* WHAT IS BEING ASKED *
Rewrite the records with "rough mask" swapped for "coarse mask" everywhere it appears, leaving everything else unchanged. Omit the pictures.
··· EXERCISE INPUTS ···
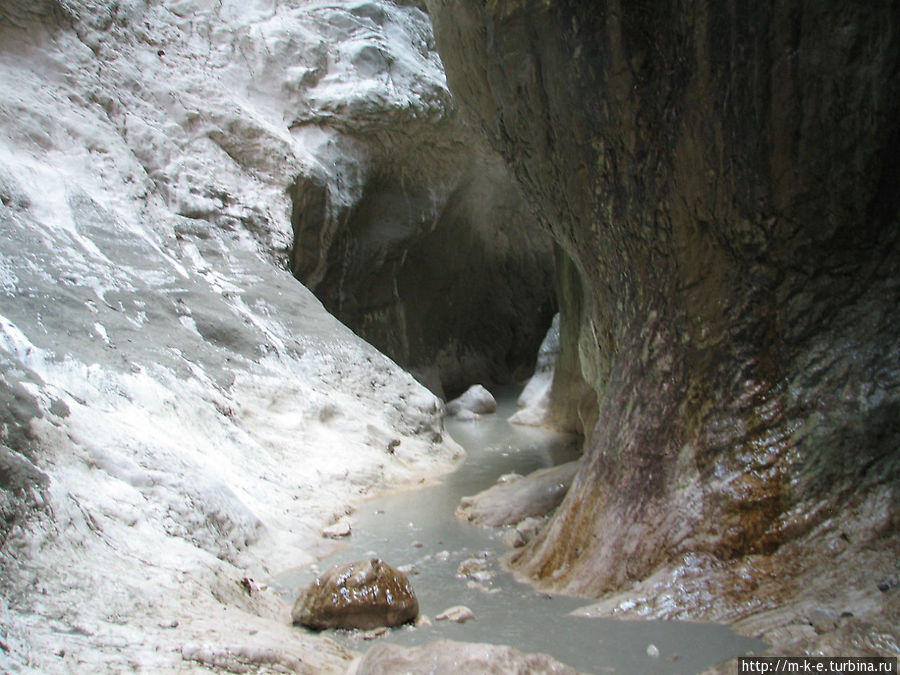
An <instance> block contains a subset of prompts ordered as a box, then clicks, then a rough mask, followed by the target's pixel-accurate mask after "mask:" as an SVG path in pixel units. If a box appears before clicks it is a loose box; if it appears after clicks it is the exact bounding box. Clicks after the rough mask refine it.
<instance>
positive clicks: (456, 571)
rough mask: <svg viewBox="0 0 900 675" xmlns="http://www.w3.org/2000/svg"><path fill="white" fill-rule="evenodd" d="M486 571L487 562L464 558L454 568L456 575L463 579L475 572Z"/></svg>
mask: <svg viewBox="0 0 900 675" xmlns="http://www.w3.org/2000/svg"><path fill="white" fill-rule="evenodd" d="M486 569H487V561H486V560H485V559H484V558H466V559H465V560H463V561H462V562H461V563H460V564H459V567H457V568H456V573H457V574H458V575H460V576H463V577H469V576H472V575H473V574H474V573H475V572H482V571H484V570H486Z"/></svg>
···
* EXERCISE RESULT *
An <instance> block contains a subset of prompts ordered as a box, then clicks, then a coarse mask, followed by the target's pixel-accurate mask after "mask:" as an SVG path in pixel units. If a box appears before clicks it is a loose box; if it appears after clicks it is the exact bounding box. Clicks after the coarse mask refine it.
<instance>
positive clicks: (456, 571)
coarse mask: <svg viewBox="0 0 900 675" xmlns="http://www.w3.org/2000/svg"><path fill="white" fill-rule="evenodd" d="M486 571L487 562L464 558L454 568L456 575L463 579L475 572Z"/></svg>
mask: <svg viewBox="0 0 900 675" xmlns="http://www.w3.org/2000/svg"><path fill="white" fill-rule="evenodd" d="M486 569H487V561H486V560H485V559H484V558H466V559H465V560H463V561H462V562H461V563H460V564H459V567H457V568H456V573H457V574H458V575H460V576H463V577H469V576H472V575H473V574H474V573H475V572H482V571H484V570H486Z"/></svg>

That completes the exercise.